-------- Material
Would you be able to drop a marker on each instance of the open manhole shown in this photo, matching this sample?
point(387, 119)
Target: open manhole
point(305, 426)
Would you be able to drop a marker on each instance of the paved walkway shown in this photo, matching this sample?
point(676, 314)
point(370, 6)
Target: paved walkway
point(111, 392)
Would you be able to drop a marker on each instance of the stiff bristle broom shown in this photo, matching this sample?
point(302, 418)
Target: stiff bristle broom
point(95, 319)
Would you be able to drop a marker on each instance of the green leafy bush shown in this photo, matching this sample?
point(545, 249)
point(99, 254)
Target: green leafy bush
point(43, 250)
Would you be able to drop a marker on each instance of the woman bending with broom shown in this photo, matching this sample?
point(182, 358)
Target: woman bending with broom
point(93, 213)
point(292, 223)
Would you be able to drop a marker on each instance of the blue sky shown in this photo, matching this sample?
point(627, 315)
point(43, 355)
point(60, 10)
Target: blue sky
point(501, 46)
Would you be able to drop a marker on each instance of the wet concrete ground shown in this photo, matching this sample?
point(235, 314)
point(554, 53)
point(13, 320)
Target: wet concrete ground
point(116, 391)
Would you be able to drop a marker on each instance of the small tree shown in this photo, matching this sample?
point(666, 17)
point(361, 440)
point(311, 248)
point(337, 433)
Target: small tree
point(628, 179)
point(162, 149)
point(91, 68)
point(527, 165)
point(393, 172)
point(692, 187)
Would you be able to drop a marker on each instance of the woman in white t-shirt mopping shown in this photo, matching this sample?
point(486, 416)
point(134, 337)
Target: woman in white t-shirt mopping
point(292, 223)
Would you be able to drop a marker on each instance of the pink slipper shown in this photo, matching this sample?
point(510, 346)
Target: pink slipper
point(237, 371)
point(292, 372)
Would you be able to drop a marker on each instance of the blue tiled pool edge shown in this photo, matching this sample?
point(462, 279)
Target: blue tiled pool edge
----------------
Copy out every one of these items line for line.

## Result below:
Would you be able to drop a marker on each instance of the open manhole shown in this photo, matching this sample?
point(387, 119)
Target: open manhole
point(305, 426)
Would you be able to drop a marker on each instance of the paved walkway shown in this photo, matching this sample?
point(676, 314)
point(370, 6)
Target: paved walkway
point(111, 392)
Would you be able to drop a marker on each instance of the stiff bristle broom shown in this photo, matching this sample?
point(302, 418)
Target: stiff bristle broom
point(95, 319)
Would you be able to drop a marker on each instance of the green leafy bush shown in this photo, matching this sample?
point(545, 249)
point(99, 254)
Target: green leafy bush
point(43, 250)
Would you be able to drop a marker on each instance of the woman bending with broom shown in this photo, matching this sample?
point(182, 358)
Target: woman bending with broom
point(93, 213)
point(292, 223)
Would you be able to drop a marker on each instance of the blue sky shown in this photo, matching this sample?
point(627, 315)
point(43, 355)
point(60, 10)
Target: blue sky
point(501, 46)
Would you be able to drop a marker on each instance of the wet concrete ground shown in this photo, matching this sample?
point(235, 314)
point(554, 53)
point(13, 320)
Target: wet concrete ground
point(116, 391)
Would you be able to drop a marker on each instance of the small tree shown in this photo, matching this sample?
point(666, 17)
point(361, 440)
point(311, 248)
point(337, 433)
Target: small tree
point(628, 179)
point(162, 149)
point(91, 68)
point(527, 165)
point(393, 172)
point(692, 187)
Would you be able to drop a marker on each instance of the woman in white t-shirt mopping shown in this photo, matching this sample?
point(486, 416)
point(134, 337)
Target: woman in white t-shirt mopping
point(292, 223)
Would you be able to drop a marker on each instance of the pink slipper shown in this photo, matching this sample?
point(510, 346)
Target: pink slipper
point(237, 371)
point(292, 372)
Would you be able to drop a marker on each instance of the blue tiled pool edge shown in this photo, matching this sample?
point(462, 279)
Target: blue tiled pool edge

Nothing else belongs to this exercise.